Written exercise:
Copy the material verbatim, beginning at its first line and stopping after the line that contains "79,525 -> 112,592".

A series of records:
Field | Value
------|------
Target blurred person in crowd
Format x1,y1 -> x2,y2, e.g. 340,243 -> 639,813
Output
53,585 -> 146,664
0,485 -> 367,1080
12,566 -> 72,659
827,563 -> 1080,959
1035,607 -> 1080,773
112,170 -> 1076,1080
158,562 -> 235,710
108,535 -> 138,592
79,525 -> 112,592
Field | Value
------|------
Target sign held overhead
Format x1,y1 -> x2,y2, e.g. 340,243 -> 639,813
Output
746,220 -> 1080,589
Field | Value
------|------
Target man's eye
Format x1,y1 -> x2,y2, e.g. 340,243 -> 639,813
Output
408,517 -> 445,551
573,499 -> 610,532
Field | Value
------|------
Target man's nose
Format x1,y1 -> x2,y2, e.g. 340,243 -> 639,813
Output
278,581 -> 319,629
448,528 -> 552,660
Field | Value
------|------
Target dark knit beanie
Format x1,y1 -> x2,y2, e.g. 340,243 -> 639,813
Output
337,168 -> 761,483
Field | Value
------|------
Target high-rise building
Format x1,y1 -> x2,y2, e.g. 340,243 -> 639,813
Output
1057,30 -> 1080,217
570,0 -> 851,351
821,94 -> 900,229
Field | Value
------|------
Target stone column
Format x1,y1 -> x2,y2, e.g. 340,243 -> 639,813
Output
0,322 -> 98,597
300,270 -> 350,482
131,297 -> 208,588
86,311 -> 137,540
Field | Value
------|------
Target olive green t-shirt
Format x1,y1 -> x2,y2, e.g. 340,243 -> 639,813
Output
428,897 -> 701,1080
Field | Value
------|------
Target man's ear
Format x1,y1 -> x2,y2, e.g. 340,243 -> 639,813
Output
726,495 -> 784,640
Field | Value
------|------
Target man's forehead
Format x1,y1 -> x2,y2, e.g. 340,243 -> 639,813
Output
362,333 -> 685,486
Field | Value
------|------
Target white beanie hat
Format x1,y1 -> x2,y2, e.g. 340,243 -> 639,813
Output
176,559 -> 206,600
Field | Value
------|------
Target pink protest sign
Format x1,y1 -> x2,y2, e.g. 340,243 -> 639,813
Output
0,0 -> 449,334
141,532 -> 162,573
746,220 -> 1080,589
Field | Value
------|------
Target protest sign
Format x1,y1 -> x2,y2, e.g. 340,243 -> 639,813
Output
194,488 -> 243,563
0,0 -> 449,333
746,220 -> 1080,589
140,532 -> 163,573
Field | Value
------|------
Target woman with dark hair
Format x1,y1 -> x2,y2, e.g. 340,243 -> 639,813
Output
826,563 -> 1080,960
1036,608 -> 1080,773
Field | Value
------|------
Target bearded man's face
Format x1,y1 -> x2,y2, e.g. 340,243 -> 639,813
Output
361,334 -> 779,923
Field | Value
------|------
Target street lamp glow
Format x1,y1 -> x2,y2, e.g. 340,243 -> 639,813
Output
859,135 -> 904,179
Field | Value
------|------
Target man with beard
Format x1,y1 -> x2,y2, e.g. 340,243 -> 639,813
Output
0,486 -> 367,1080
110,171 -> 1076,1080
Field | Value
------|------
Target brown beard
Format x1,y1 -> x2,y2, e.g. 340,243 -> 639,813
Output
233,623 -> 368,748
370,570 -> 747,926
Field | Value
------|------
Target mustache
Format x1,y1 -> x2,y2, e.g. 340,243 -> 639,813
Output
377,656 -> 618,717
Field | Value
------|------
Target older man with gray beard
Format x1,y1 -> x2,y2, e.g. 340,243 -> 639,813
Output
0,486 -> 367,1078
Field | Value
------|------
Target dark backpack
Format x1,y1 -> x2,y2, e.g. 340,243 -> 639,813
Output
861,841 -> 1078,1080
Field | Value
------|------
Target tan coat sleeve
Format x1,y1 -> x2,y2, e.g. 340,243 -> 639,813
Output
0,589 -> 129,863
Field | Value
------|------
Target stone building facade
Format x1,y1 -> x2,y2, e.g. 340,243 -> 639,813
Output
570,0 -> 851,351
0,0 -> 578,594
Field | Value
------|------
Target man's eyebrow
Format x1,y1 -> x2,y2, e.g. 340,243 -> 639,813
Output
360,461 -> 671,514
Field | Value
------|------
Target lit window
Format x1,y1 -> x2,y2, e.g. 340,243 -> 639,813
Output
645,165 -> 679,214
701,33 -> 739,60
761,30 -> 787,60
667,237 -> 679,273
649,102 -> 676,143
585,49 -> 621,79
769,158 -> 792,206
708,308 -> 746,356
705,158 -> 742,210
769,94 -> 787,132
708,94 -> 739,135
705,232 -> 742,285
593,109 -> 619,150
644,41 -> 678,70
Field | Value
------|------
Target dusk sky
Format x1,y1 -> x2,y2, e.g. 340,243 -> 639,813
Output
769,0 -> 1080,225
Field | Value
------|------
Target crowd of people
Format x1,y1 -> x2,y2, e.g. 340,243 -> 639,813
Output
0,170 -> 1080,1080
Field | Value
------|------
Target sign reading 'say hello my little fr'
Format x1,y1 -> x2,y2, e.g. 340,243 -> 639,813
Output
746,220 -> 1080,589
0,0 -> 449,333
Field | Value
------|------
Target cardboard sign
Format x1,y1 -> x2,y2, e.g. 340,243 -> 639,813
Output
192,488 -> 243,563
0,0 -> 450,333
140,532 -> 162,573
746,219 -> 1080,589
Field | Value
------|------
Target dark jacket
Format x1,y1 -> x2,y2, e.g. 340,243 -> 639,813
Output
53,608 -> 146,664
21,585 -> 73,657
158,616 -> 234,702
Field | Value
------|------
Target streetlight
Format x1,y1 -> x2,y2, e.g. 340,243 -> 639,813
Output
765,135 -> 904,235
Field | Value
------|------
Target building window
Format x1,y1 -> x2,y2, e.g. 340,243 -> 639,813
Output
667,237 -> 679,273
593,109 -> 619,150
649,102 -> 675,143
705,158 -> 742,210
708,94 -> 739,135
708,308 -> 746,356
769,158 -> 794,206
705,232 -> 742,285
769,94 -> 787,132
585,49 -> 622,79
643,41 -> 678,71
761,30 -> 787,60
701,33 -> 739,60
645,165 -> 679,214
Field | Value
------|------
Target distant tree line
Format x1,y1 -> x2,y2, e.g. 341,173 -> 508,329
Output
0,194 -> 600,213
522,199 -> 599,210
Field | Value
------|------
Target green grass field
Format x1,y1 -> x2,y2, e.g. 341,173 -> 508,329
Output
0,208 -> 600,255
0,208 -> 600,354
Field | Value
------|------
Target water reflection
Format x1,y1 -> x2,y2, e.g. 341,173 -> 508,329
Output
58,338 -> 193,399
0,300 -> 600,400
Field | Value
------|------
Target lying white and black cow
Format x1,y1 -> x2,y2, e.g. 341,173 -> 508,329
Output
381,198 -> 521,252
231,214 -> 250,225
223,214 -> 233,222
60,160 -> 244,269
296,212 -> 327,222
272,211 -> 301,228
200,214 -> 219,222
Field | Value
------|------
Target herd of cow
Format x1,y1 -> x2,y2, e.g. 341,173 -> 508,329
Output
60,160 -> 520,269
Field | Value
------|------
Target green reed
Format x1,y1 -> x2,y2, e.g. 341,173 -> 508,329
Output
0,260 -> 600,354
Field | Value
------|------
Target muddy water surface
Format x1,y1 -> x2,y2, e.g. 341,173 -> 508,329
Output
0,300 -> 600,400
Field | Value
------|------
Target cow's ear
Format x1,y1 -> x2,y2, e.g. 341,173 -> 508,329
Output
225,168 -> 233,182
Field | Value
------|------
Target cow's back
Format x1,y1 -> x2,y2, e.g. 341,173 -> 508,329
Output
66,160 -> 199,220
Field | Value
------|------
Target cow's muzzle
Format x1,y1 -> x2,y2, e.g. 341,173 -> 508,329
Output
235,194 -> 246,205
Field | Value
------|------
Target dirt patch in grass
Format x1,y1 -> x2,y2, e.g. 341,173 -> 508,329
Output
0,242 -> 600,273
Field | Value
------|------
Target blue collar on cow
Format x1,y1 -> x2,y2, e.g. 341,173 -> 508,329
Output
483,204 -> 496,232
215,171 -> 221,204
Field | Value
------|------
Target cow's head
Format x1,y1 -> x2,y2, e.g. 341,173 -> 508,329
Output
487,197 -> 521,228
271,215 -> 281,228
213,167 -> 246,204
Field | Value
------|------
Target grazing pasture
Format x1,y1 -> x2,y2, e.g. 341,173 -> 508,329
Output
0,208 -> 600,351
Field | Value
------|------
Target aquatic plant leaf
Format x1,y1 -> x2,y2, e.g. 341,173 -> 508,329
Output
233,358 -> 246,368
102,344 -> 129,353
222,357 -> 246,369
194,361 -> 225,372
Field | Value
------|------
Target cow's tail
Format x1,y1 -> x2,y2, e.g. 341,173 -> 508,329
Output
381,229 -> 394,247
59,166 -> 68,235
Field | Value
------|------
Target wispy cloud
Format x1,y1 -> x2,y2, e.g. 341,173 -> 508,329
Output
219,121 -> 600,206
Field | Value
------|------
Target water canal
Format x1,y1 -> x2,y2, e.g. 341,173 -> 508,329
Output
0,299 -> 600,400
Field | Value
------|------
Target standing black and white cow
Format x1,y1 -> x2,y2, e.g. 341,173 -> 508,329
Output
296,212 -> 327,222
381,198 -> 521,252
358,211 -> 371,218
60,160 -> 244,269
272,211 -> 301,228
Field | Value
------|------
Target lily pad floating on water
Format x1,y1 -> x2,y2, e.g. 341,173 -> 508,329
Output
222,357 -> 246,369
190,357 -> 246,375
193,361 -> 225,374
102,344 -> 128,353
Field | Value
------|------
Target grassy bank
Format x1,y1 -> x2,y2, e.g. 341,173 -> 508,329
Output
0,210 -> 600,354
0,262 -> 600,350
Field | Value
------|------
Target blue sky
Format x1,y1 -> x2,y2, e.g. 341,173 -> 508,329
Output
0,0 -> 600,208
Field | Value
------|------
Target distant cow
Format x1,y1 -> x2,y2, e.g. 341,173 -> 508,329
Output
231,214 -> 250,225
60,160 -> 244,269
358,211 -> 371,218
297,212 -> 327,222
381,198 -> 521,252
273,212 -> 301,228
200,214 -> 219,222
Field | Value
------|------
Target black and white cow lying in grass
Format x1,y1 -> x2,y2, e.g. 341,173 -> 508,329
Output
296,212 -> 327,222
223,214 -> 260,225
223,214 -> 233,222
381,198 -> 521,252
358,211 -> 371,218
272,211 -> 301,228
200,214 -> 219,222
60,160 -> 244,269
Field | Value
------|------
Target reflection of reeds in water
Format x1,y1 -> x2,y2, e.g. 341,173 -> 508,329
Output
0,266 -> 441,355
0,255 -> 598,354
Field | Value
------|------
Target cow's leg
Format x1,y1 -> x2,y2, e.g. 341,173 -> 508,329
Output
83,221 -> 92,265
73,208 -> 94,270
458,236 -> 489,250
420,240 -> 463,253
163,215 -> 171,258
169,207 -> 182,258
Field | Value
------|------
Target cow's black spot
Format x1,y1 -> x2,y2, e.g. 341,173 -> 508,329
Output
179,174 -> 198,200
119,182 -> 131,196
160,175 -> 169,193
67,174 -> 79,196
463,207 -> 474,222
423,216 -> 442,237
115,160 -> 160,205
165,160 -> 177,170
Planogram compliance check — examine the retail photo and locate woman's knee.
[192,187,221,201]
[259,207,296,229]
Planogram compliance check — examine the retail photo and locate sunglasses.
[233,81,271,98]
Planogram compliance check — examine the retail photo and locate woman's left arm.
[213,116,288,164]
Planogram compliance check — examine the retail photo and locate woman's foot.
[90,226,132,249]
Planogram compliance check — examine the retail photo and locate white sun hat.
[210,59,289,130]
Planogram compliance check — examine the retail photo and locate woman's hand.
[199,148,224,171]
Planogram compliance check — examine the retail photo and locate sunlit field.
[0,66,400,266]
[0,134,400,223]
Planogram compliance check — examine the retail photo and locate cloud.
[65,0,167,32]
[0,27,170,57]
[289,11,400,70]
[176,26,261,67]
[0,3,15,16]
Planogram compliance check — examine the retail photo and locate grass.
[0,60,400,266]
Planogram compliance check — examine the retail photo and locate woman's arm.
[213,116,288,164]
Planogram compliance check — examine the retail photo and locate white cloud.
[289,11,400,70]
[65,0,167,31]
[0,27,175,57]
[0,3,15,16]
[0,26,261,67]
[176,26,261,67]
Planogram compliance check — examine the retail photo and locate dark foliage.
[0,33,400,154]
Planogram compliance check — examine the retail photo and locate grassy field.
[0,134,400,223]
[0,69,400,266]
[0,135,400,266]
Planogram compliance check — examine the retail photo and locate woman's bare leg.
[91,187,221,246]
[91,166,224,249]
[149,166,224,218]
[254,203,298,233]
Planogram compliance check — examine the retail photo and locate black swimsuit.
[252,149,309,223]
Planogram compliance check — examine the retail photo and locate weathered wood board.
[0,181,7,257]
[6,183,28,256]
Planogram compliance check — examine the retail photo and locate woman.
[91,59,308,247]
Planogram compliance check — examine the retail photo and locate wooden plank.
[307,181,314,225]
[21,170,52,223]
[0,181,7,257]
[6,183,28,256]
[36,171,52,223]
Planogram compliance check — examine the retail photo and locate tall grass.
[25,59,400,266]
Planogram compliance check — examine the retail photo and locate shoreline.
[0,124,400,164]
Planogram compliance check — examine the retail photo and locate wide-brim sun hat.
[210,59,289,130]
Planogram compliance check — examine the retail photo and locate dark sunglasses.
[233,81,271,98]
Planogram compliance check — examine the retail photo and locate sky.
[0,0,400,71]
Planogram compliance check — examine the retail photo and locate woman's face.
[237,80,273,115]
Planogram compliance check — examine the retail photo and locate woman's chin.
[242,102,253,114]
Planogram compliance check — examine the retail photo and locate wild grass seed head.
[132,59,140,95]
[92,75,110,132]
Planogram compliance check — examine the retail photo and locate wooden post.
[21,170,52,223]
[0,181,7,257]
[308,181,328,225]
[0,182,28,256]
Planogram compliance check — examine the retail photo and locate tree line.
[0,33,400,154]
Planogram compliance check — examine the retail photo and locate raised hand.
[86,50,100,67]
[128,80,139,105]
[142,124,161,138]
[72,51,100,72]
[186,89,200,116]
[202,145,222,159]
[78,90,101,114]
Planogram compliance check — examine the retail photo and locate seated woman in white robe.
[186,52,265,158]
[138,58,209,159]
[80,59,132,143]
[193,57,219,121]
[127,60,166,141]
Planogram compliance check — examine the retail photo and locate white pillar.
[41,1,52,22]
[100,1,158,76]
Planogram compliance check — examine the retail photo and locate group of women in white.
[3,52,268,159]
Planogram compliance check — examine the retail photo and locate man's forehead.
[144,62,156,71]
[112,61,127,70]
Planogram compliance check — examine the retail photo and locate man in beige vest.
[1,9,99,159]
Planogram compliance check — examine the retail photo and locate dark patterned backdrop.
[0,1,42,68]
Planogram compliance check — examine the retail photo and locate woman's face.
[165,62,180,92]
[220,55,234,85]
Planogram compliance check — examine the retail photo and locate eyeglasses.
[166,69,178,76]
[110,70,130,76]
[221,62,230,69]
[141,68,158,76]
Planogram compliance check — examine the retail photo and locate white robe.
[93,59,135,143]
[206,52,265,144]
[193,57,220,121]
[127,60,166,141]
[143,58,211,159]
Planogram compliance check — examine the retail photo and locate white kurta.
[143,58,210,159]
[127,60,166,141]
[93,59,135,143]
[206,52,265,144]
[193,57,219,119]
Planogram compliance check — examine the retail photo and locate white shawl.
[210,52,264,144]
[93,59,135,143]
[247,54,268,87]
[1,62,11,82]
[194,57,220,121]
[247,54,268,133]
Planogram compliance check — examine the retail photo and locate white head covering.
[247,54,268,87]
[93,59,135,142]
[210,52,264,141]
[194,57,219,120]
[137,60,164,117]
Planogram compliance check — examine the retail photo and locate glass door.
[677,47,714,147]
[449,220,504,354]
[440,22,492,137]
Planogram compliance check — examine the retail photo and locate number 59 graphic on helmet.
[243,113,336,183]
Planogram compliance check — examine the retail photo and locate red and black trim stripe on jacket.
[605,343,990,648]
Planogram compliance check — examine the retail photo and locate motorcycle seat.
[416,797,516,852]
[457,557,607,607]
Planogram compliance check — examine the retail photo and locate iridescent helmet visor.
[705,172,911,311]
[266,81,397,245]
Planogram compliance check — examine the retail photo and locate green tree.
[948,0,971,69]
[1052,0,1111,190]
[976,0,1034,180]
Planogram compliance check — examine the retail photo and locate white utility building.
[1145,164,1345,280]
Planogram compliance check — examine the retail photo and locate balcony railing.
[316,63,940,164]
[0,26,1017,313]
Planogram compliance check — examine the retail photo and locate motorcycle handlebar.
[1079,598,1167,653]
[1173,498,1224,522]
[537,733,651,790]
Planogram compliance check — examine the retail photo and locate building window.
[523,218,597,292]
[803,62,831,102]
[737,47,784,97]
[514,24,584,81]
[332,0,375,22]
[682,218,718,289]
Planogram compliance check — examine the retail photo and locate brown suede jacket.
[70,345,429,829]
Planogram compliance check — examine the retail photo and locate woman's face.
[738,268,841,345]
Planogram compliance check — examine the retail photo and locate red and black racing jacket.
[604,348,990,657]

Reply:
Field | Value
------|------
Target blurred person in crowd
Format x1,y1 -> x2,y2, e.g. 340,243 -> 639,813
Output
53,585 -> 146,664
0,485 -> 367,1080
12,566 -> 72,659
827,563 -> 1080,959
1035,607 -> 1080,773
112,170 -> 1076,1080
158,562 -> 235,710
108,535 -> 138,592
79,525 -> 112,592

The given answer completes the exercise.